Please rewrite the data from the line containing "central drawer in this photo." through the end, substituting "metal drawer pull" for "brass drawer handle" and leaving everything else unchanged.
** Start SUPPLIED ENTRIES **
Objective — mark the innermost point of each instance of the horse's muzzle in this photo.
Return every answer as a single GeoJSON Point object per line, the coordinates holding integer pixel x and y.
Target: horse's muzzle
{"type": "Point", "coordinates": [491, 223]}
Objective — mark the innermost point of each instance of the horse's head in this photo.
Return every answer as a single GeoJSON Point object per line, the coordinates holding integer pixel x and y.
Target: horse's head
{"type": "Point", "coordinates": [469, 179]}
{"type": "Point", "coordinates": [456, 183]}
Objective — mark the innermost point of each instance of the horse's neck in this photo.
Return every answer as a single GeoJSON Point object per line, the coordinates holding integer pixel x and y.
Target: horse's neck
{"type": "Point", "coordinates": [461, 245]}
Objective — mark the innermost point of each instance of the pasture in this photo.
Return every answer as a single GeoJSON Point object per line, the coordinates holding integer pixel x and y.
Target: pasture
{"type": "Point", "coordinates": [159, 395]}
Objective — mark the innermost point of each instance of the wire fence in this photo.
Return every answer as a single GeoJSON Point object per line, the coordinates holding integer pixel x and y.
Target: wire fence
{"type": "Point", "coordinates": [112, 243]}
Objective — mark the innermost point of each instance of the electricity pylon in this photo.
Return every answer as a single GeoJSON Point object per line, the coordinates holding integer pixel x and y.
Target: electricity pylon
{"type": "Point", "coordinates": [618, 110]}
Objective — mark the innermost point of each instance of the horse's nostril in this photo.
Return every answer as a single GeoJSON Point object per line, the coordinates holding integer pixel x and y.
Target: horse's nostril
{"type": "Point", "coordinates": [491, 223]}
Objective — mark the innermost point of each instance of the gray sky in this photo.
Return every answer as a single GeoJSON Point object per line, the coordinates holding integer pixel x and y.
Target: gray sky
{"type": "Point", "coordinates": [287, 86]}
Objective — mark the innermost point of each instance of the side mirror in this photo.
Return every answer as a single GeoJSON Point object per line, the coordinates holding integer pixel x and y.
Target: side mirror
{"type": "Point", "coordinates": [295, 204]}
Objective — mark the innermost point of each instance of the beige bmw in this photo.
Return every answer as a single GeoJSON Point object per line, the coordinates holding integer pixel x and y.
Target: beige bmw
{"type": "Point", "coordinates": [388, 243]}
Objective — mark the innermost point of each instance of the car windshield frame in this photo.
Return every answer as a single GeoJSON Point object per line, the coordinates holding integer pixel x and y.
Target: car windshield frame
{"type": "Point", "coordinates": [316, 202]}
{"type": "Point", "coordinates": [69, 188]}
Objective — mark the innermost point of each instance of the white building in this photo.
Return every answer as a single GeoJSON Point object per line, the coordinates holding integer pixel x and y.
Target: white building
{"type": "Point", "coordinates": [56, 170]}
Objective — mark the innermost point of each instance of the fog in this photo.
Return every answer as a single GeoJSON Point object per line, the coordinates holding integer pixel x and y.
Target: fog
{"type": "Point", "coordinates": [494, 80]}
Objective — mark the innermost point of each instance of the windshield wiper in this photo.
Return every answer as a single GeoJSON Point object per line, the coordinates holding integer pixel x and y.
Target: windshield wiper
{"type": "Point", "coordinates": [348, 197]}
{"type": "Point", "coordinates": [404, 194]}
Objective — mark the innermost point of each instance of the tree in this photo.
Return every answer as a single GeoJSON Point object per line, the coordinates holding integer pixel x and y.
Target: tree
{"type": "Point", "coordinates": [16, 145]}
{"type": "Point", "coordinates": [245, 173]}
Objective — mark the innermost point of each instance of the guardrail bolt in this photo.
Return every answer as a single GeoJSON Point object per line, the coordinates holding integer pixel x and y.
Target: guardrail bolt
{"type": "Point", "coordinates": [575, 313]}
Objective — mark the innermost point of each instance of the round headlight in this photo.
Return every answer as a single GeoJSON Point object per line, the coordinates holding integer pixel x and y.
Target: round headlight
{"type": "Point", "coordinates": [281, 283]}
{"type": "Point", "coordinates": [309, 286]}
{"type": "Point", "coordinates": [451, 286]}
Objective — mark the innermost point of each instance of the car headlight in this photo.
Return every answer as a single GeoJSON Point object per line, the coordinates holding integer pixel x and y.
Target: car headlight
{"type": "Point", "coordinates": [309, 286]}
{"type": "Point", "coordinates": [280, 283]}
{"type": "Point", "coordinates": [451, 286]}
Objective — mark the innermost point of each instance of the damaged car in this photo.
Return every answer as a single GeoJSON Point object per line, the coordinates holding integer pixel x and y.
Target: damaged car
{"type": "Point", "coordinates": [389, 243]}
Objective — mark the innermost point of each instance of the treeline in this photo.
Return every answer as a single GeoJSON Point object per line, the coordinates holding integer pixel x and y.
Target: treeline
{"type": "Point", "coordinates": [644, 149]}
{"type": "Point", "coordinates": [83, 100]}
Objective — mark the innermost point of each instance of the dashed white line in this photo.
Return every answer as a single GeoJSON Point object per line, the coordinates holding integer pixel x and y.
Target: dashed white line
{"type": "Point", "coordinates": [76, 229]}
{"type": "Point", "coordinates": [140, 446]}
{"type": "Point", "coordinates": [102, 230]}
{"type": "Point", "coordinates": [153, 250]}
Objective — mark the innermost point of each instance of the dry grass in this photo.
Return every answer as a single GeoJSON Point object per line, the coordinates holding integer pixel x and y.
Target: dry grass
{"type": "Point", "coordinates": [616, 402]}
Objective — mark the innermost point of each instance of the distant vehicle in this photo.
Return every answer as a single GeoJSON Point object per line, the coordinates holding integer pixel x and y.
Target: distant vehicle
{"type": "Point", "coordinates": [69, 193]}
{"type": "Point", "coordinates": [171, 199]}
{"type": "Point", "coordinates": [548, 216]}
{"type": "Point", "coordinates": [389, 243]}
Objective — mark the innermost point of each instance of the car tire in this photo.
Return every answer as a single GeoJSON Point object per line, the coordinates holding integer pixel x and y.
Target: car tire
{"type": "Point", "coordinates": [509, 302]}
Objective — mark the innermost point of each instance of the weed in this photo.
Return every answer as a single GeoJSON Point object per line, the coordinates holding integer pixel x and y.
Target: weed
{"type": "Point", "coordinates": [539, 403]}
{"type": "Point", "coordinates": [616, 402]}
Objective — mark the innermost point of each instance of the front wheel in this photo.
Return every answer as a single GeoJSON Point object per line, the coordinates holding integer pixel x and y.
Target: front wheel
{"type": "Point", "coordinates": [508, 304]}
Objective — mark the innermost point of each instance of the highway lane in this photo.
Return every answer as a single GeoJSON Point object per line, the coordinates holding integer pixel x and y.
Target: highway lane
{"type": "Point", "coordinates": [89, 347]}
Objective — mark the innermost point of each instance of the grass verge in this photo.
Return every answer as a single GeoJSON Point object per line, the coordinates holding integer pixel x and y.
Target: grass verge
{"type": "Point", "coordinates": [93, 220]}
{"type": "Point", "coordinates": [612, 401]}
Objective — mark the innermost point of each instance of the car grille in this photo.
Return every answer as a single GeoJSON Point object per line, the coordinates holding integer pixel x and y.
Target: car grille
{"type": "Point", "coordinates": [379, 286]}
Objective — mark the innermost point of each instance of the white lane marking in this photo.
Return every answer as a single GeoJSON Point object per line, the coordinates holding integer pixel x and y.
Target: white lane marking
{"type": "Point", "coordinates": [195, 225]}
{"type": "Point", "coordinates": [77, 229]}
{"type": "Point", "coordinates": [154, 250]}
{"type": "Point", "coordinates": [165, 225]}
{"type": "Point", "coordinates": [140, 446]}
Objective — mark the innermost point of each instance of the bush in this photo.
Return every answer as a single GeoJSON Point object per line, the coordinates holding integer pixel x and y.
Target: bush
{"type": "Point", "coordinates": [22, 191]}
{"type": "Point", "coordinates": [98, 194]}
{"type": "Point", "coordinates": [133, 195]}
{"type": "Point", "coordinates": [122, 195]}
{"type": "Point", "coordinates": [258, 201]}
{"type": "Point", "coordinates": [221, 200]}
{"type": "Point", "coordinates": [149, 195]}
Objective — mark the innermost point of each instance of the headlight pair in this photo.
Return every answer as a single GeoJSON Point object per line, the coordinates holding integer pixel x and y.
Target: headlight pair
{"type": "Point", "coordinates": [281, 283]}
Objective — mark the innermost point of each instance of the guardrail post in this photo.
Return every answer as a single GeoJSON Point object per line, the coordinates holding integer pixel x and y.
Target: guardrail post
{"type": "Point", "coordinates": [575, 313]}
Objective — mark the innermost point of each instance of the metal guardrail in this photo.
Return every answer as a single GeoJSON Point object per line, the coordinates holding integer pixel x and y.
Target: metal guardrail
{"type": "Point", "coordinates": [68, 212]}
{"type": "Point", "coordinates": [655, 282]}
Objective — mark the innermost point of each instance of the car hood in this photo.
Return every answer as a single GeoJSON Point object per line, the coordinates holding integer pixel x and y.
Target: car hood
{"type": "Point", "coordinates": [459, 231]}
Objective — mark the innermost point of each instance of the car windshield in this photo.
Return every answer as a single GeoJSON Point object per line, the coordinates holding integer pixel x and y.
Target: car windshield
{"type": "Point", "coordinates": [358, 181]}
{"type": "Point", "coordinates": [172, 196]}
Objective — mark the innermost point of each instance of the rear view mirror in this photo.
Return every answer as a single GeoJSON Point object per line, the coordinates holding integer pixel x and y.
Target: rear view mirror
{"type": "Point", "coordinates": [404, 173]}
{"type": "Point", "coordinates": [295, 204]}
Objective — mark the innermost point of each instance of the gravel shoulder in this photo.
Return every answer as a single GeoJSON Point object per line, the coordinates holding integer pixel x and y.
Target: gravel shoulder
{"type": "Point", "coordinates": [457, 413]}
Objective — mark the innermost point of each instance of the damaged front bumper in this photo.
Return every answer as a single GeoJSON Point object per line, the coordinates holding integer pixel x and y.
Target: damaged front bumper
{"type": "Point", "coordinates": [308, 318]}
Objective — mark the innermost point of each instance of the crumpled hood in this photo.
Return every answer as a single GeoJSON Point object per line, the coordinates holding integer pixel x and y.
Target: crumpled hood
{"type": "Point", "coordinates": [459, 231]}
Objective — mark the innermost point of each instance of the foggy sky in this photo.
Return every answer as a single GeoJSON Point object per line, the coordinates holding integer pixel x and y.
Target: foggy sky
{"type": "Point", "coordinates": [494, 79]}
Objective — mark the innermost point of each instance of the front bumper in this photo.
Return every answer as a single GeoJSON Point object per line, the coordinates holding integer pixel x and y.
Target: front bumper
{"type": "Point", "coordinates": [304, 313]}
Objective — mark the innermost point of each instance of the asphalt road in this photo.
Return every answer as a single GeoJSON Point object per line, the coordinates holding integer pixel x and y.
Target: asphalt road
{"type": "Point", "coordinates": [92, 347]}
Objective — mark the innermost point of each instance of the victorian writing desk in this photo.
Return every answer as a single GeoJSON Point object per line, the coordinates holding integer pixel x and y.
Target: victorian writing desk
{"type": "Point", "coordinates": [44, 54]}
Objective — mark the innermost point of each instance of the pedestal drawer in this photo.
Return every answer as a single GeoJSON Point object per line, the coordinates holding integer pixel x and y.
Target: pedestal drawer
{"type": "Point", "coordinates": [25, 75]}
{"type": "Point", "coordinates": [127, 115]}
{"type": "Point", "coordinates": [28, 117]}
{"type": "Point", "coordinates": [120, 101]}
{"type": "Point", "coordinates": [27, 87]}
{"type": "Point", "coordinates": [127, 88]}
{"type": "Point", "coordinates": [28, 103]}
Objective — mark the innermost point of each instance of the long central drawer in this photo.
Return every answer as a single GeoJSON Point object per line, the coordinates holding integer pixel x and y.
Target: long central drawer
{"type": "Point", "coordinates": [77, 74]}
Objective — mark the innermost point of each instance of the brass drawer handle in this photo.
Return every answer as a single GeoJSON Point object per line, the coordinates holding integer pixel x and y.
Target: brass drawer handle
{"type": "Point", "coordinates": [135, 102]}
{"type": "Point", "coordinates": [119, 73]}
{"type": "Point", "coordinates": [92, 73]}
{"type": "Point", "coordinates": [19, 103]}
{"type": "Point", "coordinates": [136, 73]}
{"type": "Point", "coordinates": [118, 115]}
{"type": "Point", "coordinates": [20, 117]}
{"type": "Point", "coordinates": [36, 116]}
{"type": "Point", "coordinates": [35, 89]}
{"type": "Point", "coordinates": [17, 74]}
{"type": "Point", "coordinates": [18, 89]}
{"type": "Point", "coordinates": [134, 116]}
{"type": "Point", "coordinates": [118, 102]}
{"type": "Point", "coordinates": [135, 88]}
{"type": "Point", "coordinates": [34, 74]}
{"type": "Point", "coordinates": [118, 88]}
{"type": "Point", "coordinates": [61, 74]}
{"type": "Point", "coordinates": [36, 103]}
** End SUPPLIED ENTRIES **
SOLUTION TO THE PROBLEM:
Objective — mark the innermost point of each instance of the long central drawer in this photo.
Return every answer as a single GeoJSON Point object per line, the coordinates holding integer pixel x and y.
Target: long central drawer
{"type": "Point", "coordinates": [77, 74]}
Objective — mark the innermost point of each instance of the metal drawer pull in this photo.
Return every answer as a single GeoJSON Point object per line, the coordinates holding integer pixel x and y.
Target: metal drawer pull
{"type": "Point", "coordinates": [135, 102]}
{"type": "Point", "coordinates": [119, 73]}
{"type": "Point", "coordinates": [92, 73]}
{"type": "Point", "coordinates": [19, 103]}
{"type": "Point", "coordinates": [136, 73]}
{"type": "Point", "coordinates": [118, 115]}
{"type": "Point", "coordinates": [20, 117]}
{"type": "Point", "coordinates": [36, 116]}
{"type": "Point", "coordinates": [35, 89]}
{"type": "Point", "coordinates": [17, 74]}
{"type": "Point", "coordinates": [18, 89]}
{"type": "Point", "coordinates": [134, 116]}
{"type": "Point", "coordinates": [118, 102]}
{"type": "Point", "coordinates": [135, 88]}
{"type": "Point", "coordinates": [34, 74]}
{"type": "Point", "coordinates": [118, 88]}
{"type": "Point", "coordinates": [61, 74]}
{"type": "Point", "coordinates": [36, 103]}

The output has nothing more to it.